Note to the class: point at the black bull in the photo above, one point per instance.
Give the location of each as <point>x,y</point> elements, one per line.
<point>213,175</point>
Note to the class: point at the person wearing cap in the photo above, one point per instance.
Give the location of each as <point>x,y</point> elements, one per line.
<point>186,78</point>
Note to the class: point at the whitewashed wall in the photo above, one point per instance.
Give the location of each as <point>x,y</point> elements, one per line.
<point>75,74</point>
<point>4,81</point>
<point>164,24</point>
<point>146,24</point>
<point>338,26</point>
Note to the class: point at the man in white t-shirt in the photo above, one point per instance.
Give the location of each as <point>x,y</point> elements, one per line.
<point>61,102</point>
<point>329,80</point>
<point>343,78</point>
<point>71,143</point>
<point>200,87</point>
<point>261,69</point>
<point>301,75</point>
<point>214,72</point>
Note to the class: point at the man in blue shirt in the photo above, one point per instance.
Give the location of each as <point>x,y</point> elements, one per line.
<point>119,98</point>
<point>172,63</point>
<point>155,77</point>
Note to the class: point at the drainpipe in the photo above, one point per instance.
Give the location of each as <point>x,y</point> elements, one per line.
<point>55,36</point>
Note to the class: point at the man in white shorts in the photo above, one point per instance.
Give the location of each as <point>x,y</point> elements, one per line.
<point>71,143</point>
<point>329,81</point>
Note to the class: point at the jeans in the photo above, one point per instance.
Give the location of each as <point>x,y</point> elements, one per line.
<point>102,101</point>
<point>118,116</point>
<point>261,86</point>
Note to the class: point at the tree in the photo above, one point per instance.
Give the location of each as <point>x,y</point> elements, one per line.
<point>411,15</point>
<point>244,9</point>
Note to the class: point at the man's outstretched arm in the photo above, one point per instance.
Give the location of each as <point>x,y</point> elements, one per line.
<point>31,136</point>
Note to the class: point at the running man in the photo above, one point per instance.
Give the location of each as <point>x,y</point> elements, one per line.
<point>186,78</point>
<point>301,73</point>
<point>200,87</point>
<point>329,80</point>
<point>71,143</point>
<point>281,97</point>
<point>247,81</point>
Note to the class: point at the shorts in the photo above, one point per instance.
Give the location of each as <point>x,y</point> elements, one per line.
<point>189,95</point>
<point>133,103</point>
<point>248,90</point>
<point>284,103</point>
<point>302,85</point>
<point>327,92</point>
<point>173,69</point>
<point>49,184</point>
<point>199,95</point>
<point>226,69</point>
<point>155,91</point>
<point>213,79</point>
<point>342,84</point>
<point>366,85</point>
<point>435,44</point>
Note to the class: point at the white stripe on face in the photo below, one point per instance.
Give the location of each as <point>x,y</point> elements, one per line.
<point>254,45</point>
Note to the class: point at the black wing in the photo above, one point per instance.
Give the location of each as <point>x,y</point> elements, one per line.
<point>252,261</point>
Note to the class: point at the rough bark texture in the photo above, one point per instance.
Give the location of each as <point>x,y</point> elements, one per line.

• OBJECTIVE: Update every one of the records above by swapping "Note to the class" for "Reminder for the class", keeping all other text the same.

• SOLUTION FOR THIS PROBLEM:
Reminder for the class: point at the black bull in the photo above, one point per instance.
Give the location of each as <point>x,y</point> elements, one per line.
<point>213,175</point>
Reminder for the class: point at the person wearing cap in the photo above, one point per instance.
Give the location of each as <point>x,y</point> elements, one per line.
<point>186,78</point>
Reminder for the class: point at the whitewashed wall in the photo above, one point per instance.
Give the location of each as <point>x,y</point> elements, one per line.
<point>75,74</point>
<point>4,81</point>
<point>164,24</point>
<point>146,24</point>
<point>338,26</point>
Reminder for the class: point at the man in white t-shirt in the photo above, one point per instance.
Give the location of each as <point>x,y</point> elements, one per line.
<point>61,102</point>
<point>329,80</point>
<point>343,78</point>
<point>71,143</point>
<point>200,87</point>
<point>261,69</point>
<point>301,75</point>
<point>214,72</point>
Reminder for the class: point at the man in blue shirt in the photo above, one point per instance.
Give the location of each as <point>x,y</point> elements, one per line.
<point>119,98</point>
<point>172,63</point>
<point>155,77</point>
Reminder for the class: point at the drainpipe in the photo above, one point per instance.
Give the location of each as <point>x,y</point> elements, one per line.
<point>55,36</point>
Reminder for the class: point at the man in white shorts in the photo above, one point per instance.
Give the location of each as <point>x,y</point> elements, one per line.
<point>71,143</point>
<point>329,81</point>
Reminder for the class: point at the jeans in the photo above, one point per instance.
Give the location of each as <point>x,y</point> elements, one per line.
<point>102,101</point>
<point>118,116</point>
<point>261,86</point>
Reminder for the class: point at the tree in the photo above, one point per instance.
Give the location of each as <point>x,y</point> elements, one per line.
<point>411,15</point>
<point>244,9</point>
Reminder for the class: point at the man's outstretched arm in the photo above, one point per instance.
Give the location of each as <point>x,y</point> elements, one per line.
<point>31,136</point>
Reminder for the class: point at the running man in the photo above, one point per instance.
Give the location of each as <point>x,y</point> elements, one per line.
<point>186,78</point>
<point>301,73</point>
<point>200,87</point>
<point>329,80</point>
<point>71,143</point>
<point>281,97</point>
<point>247,81</point>
Reminder for the class: point at the shorts in the photo above, one point per instance.
Give the location of each as <point>x,y</point> elements, one per line.
<point>189,95</point>
<point>133,103</point>
<point>248,90</point>
<point>284,103</point>
<point>302,85</point>
<point>327,92</point>
<point>173,69</point>
<point>49,184</point>
<point>199,95</point>
<point>226,69</point>
<point>155,91</point>
<point>213,79</point>
<point>342,84</point>
<point>366,85</point>
<point>435,44</point>
Reminder for the class: point at the white stripe on face in the photo below, one point per instance.
Give the location of each as <point>x,y</point> elements, one per line.
<point>254,45</point>
Reminder for the class: point at the black wing in the photo above, one point per instance.
Give the location of each as <point>x,y</point> elements, one per line.
<point>252,261</point>
Reminder for the class: point at the rough bark texture in the photo above, one point per instance.
Give the location of each as <point>x,y</point> elements, one per line.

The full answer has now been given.